*** Exercise passage ***

There was some Lemmy quote that I can’t find about not eulogizing the dead, so I won’t. I think he’ll always be alive as long as we still have his music, so that’s where I’ll leave it.

RIP, Oderus

I woke up this morning and found the start of a flood of Facebook posts that I thought had to be a hoax, but they were true:  Dave Brockie, also known to many as Oderus Urungus of Gwar, had been found dead last night.  He was only 50.

I must have first heard about Gwar back in 1990 or 1991. I remember hanging out with Sid Sowder and Matt Reece over at their dorm room in Wright Quad, and them playing the Live from Antarctica videotape, while telling me the story of an infamous show in Indianapolis, where they played at an old Howard Johnson’s and completely destroyed their ballroom. They took on the role of the most extreme band in my head, this melding of Troma shock-horror movies and extreme metal, demonic costumes and fake blood. The lyrics were campy and meant to be offensive, and yet the music was nuanced and more sophisticated than most typical metal bands could belt out.

I didn’t really start listening to them until America Must Be Destroyed came out in 1992.  When I DJed at WQAX that summer, the station had it on CD, and I dubbed a copy and listened to it constantly.  The concept album told a story about censorship, blind patriotism, the gulf war, and predicted the dubya-ization of the country that would uncannily happen a decade later.  I loved the CD, and played the title track almost every week on my show.

I was never a loyal Gwar fan, and they were more of a thing I’d forget about and then fall into every few years, going down the rabbit hole and watching and rewatching the Phallus in Wonderland tape. But then five years would go by until I’d pick up another album.  The horror-metal category was always filled better for me by the band Haunted Garage, but they’d only released a single album on Metal Blade before completely vanishing from the scene.  (They’ve since reformed and have done local shows in LA, though.  Check them out over on Facebook.)

*** End of Exercise passage ***
*** Provided material ***

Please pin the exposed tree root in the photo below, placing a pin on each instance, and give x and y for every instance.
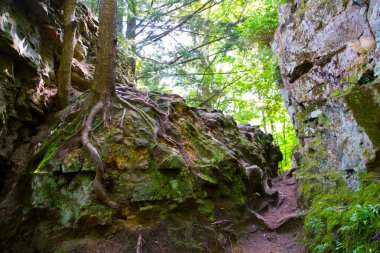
(99, 177)
(261, 221)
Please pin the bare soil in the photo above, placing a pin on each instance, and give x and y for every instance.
(281, 223)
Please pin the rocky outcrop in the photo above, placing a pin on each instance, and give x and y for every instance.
(30, 46)
(183, 176)
(189, 167)
(328, 53)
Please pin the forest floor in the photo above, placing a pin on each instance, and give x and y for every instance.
(276, 236)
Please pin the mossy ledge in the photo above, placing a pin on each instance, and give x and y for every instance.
(183, 189)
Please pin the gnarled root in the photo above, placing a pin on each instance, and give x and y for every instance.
(98, 186)
(266, 224)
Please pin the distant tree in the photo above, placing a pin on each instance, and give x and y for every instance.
(69, 41)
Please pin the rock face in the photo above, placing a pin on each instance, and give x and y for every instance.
(182, 180)
(195, 168)
(328, 53)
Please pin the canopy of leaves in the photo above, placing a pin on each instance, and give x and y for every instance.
(214, 53)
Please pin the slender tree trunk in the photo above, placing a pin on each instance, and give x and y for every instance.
(69, 41)
(105, 75)
(131, 36)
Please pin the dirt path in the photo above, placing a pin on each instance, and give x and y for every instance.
(281, 228)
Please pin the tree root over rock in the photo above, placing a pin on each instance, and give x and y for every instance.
(266, 224)
(99, 177)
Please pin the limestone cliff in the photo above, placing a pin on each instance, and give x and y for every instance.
(328, 53)
(183, 176)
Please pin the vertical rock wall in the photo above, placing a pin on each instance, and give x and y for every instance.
(329, 58)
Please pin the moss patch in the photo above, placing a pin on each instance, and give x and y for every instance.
(340, 219)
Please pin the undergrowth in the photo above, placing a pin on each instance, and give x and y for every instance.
(340, 219)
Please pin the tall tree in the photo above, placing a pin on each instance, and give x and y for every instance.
(131, 36)
(104, 79)
(104, 89)
(69, 41)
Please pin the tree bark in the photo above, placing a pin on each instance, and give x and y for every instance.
(69, 41)
(104, 79)
(131, 37)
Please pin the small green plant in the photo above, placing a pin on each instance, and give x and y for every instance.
(340, 219)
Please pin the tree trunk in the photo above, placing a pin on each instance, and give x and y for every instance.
(69, 41)
(131, 37)
(104, 79)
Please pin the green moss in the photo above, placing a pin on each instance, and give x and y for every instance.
(340, 219)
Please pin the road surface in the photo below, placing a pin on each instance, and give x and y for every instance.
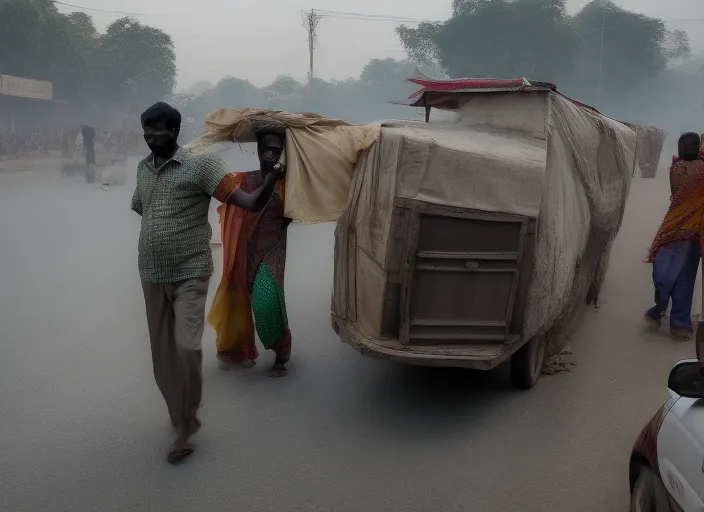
(84, 429)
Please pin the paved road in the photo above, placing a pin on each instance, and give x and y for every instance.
(84, 429)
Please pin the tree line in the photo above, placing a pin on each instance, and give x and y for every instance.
(602, 50)
(126, 66)
(618, 60)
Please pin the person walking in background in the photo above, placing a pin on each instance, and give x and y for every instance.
(88, 133)
(173, 192)
(676, 252)
(254, 245)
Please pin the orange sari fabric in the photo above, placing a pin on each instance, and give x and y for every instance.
(684, 219)
(231, 312)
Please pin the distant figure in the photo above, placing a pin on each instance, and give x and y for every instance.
(676, 252)
(173, 192)
(88, 133)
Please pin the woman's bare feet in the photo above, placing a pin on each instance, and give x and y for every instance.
(681, 334)
(279, 369)
(180, 451)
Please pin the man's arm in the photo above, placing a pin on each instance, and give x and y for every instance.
(136, 202)
(223, 185)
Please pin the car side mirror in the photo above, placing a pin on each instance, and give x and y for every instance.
(687, 379)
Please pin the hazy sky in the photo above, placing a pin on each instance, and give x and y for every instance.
(259, 39)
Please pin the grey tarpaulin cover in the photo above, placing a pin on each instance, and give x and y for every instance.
(651, 140)
(534, 154)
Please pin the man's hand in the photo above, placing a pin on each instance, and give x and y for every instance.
(277, 172)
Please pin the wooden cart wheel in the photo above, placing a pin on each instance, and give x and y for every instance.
(527, 363)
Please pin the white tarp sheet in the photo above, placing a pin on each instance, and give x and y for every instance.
(533, 154)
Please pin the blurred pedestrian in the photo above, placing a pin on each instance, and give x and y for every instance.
(676, 252)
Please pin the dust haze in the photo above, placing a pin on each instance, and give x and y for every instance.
(82, 423)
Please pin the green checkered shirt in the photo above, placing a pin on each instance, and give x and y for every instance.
(174, 200)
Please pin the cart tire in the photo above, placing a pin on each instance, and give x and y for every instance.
(527, 363)
(649, 494)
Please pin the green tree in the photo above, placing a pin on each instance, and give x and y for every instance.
(617, 49)
(36, 41)
(498, 38)
(136, 64)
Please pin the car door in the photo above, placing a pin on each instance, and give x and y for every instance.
(681, 454)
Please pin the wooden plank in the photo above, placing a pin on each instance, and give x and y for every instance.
(516, 275)
(458, 337)
(452, 211)
(443, 255)
(431, 322)
(467, 270)
(407, 271)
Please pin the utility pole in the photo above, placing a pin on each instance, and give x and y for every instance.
(311, 20)
(601, 59)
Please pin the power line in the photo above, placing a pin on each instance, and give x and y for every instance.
(369, 17)
(126, 13)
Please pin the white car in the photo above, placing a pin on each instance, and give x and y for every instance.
(666, 470)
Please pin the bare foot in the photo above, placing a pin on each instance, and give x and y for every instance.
(179, 451)
(655, 322)
(278, 370)
(195, 426)
(681, 334)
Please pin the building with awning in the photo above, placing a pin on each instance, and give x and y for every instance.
(26, 103)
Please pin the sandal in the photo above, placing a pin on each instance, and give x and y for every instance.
(681, 334)
(176, 455)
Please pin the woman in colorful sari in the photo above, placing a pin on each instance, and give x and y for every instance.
(676, 252)
(254, 246)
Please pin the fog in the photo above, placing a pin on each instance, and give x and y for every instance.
(84, 427)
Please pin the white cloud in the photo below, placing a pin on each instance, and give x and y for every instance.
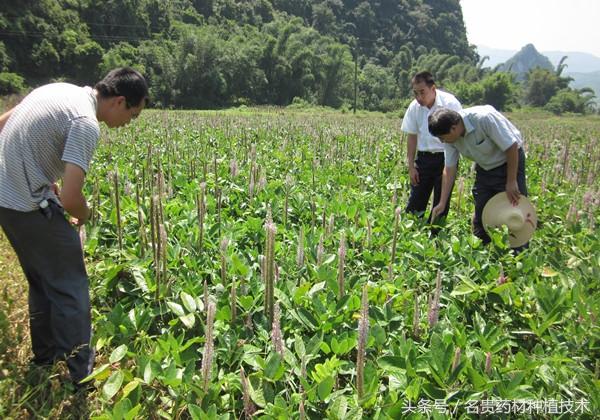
(550, 25)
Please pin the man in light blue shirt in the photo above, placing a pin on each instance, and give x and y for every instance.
(484, 135)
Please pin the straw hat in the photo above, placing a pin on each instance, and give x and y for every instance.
(521, 219)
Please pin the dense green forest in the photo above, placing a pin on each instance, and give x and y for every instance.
(221, 53)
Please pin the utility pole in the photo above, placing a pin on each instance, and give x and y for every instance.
(355, 73)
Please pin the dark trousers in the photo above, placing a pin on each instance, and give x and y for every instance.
(488, 184)
(430, 167)
(50, 254)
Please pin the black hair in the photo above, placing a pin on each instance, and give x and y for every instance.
(441, 121)
(423, 76)
(124, 81)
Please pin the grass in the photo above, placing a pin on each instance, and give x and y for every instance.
(28, 392)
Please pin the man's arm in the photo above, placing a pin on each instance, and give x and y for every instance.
(512, 165)
(411, 152)
(71, 194)
(4, 117)
(448, 178)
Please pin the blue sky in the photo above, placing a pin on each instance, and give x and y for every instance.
(550, 25)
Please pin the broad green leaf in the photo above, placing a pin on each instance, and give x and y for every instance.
(392, 363)
(113, 384)
(130, 387)
(299, 346)
(188, 301)
(196, 412)
(140, 280)
(188, 320)
(118, 354)
(274, 370)
(325, 387)
(176, 308)
(132, 414)
(100, 373)
(549, 272)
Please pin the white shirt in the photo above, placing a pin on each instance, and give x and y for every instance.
(488, 134)
(415, 120)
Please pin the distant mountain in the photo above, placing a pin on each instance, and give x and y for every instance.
(526, 59)
(584, 68)
(577, 62)
(591, 80)
(496, 55)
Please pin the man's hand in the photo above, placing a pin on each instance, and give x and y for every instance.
(414, 176)
(513, 193)
(54, 188)
(437, 210)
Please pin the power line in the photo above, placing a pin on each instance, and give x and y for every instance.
(94, 37)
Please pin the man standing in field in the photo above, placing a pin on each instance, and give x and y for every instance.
(484, 135)
(425, 152)
(52, 135)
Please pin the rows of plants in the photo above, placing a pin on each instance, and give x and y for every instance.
(261, 265)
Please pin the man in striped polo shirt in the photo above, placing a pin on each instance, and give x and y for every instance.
(425, 153)
(52, 135)
(487, 137)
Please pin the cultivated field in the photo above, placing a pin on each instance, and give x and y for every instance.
(260, 262)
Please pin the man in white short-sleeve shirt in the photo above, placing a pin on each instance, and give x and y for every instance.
(484, 135)
(52, 135)
(425, 152)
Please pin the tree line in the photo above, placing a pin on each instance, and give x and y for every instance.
(223, 53)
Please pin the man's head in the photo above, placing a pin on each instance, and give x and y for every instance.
(424, 88)
(446, 124)
(122, 95)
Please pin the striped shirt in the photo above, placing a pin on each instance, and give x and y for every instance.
(488, 135)
(53, 125)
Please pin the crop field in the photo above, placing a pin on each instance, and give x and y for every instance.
(260, 264)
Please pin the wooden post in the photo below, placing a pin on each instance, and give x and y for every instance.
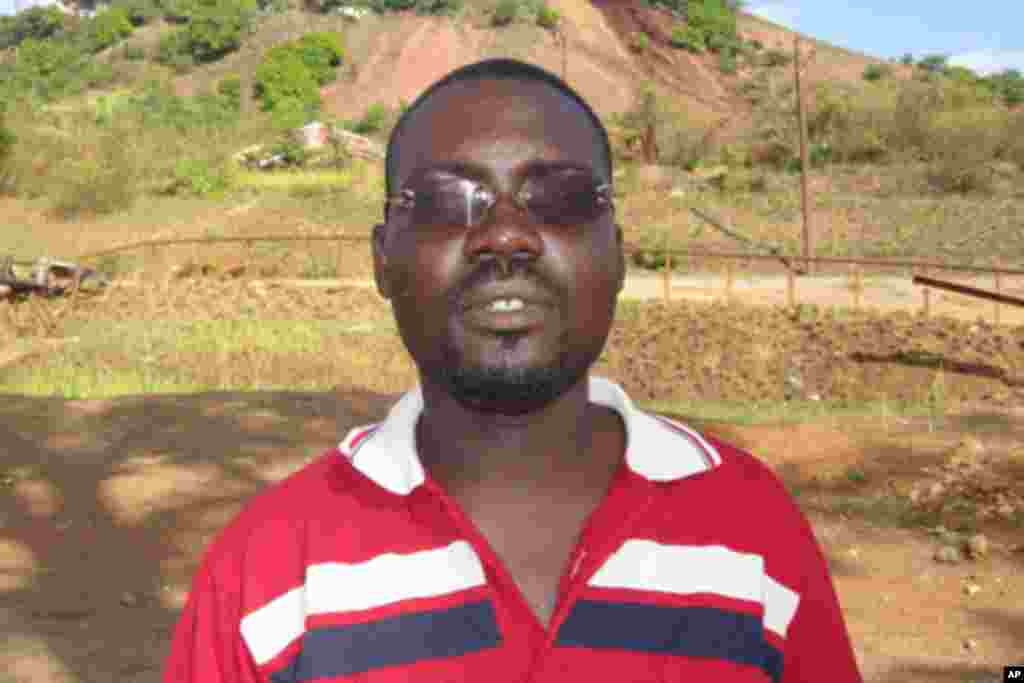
(927, 294)
(998, 290)
(668, 268)
(804, 163)
(857, 287)
(564, 41)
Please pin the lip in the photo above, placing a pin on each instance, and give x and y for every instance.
(530, 316)
(530, 295)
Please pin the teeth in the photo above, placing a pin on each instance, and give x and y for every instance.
(506, 304)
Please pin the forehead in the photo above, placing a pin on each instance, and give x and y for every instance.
(498, 125)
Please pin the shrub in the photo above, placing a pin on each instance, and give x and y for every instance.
(877, 72)
(134, 53)
(675, 6)
(7, 141)
(438, 7)
(506, 11)
(1009, 84)
(640, 42)
(171, 45)
(963, 144)
(216, 30)
(322, 53)
(46, 69)
(547, 16)
(283, 76)
(35, 23)
(201, 177)
(688, 38)
(373, 120)
(139, 11)
(934, 63)
(95, 173)
(716, 19)
(1014, 147)
(727, 62)
(777, 57)
(391, 5)
(178, 11)
(229, 88)
(108, 29)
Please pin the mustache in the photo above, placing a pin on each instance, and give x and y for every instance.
(497, 269)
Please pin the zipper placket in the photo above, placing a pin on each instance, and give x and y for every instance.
(591, 559)
(480, 543)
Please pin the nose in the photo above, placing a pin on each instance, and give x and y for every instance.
(507, 236)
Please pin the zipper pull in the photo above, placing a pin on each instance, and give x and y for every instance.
(576, 565)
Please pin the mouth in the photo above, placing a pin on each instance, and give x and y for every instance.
(507, 314)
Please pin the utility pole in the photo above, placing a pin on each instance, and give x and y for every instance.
(804, 162)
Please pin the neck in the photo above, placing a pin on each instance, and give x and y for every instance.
(461, 445)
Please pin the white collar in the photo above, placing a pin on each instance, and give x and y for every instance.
(657, 449)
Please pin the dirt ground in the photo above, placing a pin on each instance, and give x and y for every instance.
(108, 506)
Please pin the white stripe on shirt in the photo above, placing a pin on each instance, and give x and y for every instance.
(339, 587)
(648, 565)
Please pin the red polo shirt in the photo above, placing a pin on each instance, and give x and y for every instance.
(697, 566)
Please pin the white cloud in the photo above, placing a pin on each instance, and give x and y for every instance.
(989, 61)
(778, 12)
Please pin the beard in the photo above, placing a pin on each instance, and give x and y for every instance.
(508, 390)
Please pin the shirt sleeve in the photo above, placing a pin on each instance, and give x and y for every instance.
(817, 645)
(207, 646)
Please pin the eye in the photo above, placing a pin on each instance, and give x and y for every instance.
(406, 200)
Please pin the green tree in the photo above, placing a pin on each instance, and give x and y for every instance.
(322, 53)
(716, 19)
(216, 29)
(688, 38)
(1009, 84)
(934, 63)
(107, 29)
(37, 23)
(876, 72)
(505, 12)
(283, 80)
(139, 11)
(229, 88)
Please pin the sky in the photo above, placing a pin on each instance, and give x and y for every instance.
(986, 37)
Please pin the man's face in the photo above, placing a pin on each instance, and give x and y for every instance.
(442, 278)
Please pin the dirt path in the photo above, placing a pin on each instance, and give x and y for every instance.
(885, 294)
(108, 505)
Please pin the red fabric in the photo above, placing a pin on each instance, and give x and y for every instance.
(330, 512)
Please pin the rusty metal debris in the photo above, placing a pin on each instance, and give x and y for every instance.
(969, 291)
(48, 278)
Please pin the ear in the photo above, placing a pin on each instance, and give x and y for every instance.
(620, 240)
(382, 273)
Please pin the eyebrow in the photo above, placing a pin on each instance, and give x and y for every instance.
(475, 171)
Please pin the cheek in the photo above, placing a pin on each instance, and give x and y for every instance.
(424, 272)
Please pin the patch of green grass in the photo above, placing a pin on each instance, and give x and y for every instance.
(856, 475)
(779, 413)
(160, 354)
(299, 181)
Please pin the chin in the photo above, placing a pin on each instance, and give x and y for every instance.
(509, 390)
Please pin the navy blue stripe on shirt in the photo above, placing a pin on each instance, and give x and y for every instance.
(332, 651)
(692, 632)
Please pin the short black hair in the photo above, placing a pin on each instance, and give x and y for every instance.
(500, 69)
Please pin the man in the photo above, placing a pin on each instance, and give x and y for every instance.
(512, 519)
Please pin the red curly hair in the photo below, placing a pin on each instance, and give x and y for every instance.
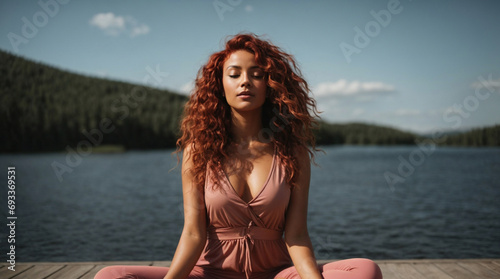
(288, 113)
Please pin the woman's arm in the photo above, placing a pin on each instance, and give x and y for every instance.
(194, 233)
(296, 235)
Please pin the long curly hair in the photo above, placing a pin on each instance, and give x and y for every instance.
(288, 114)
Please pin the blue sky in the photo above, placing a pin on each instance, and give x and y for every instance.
(415, 65)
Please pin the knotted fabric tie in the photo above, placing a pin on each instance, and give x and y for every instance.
(248, 234)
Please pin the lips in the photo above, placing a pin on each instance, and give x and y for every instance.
(244, 93)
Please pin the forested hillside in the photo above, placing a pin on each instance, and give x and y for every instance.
(43, 108)
(361, 134)
(46, 109)
(487, 136)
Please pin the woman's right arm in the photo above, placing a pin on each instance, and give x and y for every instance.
(194, 232)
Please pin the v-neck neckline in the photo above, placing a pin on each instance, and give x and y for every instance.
(262, 188)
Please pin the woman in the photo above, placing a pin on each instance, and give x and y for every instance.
(247, 141)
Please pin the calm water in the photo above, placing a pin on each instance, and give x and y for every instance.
(129, 206)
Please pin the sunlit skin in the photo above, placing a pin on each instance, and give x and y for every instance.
(245, 91)
(244, 83)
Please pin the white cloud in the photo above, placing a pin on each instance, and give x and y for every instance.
(407, 112)
(115, 25)
(343, 88)
(357, 112)
(489, 84)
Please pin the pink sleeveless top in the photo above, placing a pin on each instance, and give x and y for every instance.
(246, 238)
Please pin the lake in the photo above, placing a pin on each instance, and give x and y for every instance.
(376, 202)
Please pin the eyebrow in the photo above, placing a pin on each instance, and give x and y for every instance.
(239, 67)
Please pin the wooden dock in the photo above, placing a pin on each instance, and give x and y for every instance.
(391, 269)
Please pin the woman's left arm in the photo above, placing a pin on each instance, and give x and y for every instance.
(296, 235)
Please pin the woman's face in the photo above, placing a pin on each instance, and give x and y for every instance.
(244, 82)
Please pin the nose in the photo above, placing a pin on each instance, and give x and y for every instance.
(245, 81)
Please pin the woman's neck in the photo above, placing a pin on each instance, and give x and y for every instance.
(246, 126)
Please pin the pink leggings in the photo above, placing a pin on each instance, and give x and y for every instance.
(345, 269)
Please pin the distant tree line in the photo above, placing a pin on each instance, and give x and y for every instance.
(361, 134)
(487, 136)
(47, 109)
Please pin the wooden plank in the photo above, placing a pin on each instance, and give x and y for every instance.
(92, 272)
(456, 271)
(39, 271)
(431, 271)
(480, 270)
(387, 272)
(405, 271)
(492, 265)
(7, 273)
(71, 271)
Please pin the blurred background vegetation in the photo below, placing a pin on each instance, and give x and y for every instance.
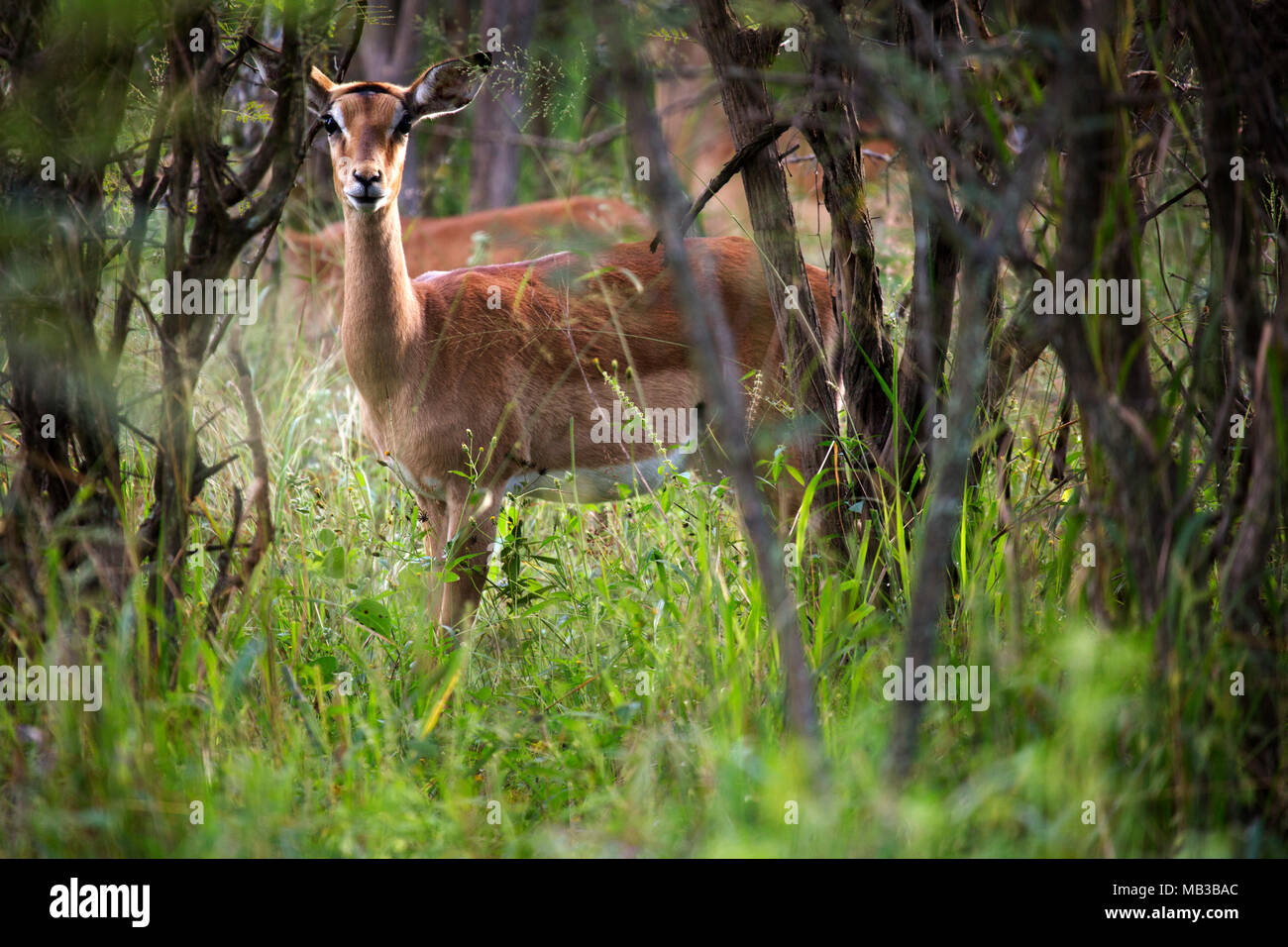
(188, 501)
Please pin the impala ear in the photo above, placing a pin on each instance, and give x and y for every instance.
(449, 86)
(318, 89)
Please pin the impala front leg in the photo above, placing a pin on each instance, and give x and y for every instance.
(468, 532)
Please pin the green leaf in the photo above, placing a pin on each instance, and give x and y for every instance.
(372, 613)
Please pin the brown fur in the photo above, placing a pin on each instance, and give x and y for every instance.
(437, 368)
(314, 262)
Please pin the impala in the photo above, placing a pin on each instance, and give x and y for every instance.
(313, 263)
(489, 380)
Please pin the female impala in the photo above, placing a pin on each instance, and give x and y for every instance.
(500, 369)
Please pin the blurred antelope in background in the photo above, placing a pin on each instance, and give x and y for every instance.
(498, 371)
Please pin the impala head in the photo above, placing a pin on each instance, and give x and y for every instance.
(368, 125)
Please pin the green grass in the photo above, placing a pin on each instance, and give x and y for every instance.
(619, 693)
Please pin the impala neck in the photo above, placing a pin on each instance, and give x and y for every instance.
(380, 308)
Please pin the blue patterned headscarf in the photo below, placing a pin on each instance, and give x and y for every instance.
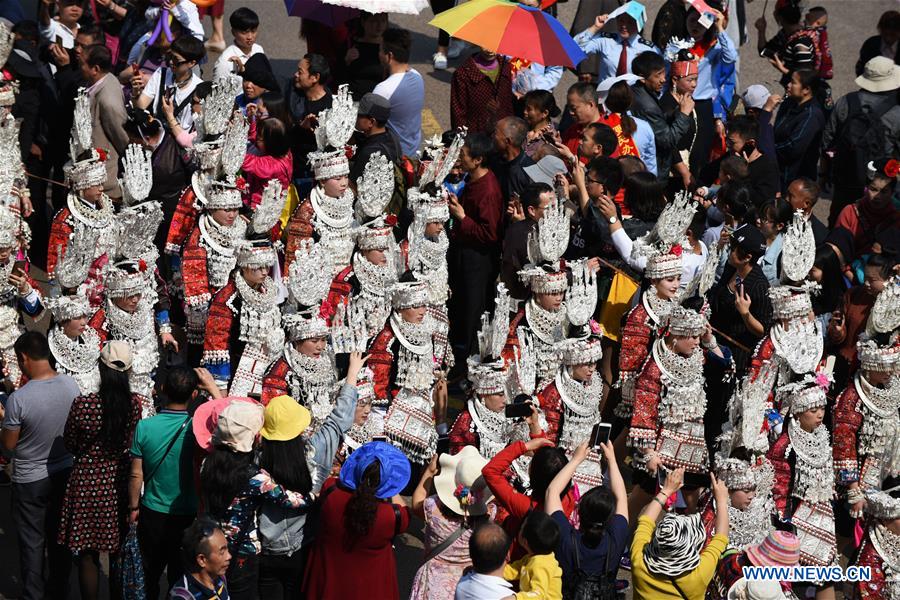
(395, 468)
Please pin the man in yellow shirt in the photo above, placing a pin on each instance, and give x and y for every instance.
(668, 560)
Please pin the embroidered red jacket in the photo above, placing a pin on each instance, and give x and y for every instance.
(847, 423)
(781, 460)
(299, 228)
(183, 221)
(551, 404)
(275, 381)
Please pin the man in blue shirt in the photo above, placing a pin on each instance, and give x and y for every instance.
(615, 50)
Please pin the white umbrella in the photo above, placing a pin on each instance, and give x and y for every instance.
(406, 7)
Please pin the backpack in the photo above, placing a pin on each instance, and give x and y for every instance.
(589, 586)
(860, 139)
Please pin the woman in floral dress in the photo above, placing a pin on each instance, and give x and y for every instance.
(98, 433)
(452, 510)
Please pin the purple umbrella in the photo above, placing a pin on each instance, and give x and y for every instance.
(316, 10)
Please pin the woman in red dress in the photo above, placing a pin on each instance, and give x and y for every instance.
(361, 512)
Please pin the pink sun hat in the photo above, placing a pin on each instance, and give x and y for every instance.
(206, 419)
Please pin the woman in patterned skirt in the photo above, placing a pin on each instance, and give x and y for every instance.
(98, 433)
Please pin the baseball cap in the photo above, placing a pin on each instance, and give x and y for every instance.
(756, 96)
(375, 106)
(238, 425)
(545, 170)
(285, 419)
(117, 355)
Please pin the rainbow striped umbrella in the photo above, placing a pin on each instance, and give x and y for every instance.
(512, 29)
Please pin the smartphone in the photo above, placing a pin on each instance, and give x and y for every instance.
(516, 410)
(600, 434)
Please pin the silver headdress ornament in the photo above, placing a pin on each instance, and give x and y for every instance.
(487, 369)
(234, 145)
(676, 45)
(874, 357)
(669, 229)
(408, 294)
(66, 308)
(305, 280)
(803, 395)
(137, 175)
(7, 39)
(581, 350)
(125, 278)
(686, 322)
(375, 235)
(269, 209)
(217, 106)
(304, 326)
(336, 126)
(581, 300)
(793, 302)
(12, 172)
(72, 270)
(375, 187)
(257, 253)
(882, 505)
(885, 315)
(135, 229)
(222, 194)
(798, 251)
(90, 171)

*** End of Provided material ***

_Check your understanding:_
1. Return the portion of the remembrance of Dave Brockie that begins at the words "I must have" and stops after the words "could belt out.", copied without any change.
2. Resume the remembrance of Dave Brockie after its final sentence and extend it with further writing in the same voice.
The listing is not needed for any of this work.

_Outputs in order:_
1.
I must have first heard about Gwar back in 1990 or 1991. I remember hanging out with Sid Sowder and Matt Reece over at their dorm room in Wright Quad, and them playing the Live from Antarctica videotape, while telling me the story of an infamous show in Indianapolis, where they played at an old Howard Johnson’s and completely destroyed their ballroom. They took on the role of the most extreme band in my head, this melding of Troma shock-horror movies and extreme metal, demonic costumes and fake blood. The lyrics were campy and meant to be offensive, and yet the music was nuanced and more sophisticated than most typical metal bands could belt out.

2.
But Gwar still helped define that era for me, the early 90s.  I started listening to that album constantly when I was writing Summer Rain, and mentioned it a few times in there.  And one of the distinct memories I have of my cross-country trip in 1999 was this long and boring drive from St. Louis to Bloomington.  I had already listened to everything I owned 19 times in the last week or two of driving across the southwest, and was going through entire albums from this Summer Rain playlist, playing that game where you force yourself to not skip songs and go through the entire album from first to last track in order.  I was somewhere on I-70 and very clearly remember listening to “Rock N Roll Never Felt So Good” and thinking how amazing the authorship of the song was, how it wasn’t just some speed metal collection of noise, but had such a carefully crafted structure that showed a decent musical knowledge, even though the song was about fucking a 13-year-old quadriplegic with a piece of frozen shit.

John Sheppard just saw Gwar last year, which made me go back and buy their newest album, and we planned on going to see them again when they came back to the US for the next leg of their tour.  It was like a religious experience for him, and I really wanted to check it out, even if it involved flying to Alabama or something.  Unfortunately, that won’t happen, which really sucks.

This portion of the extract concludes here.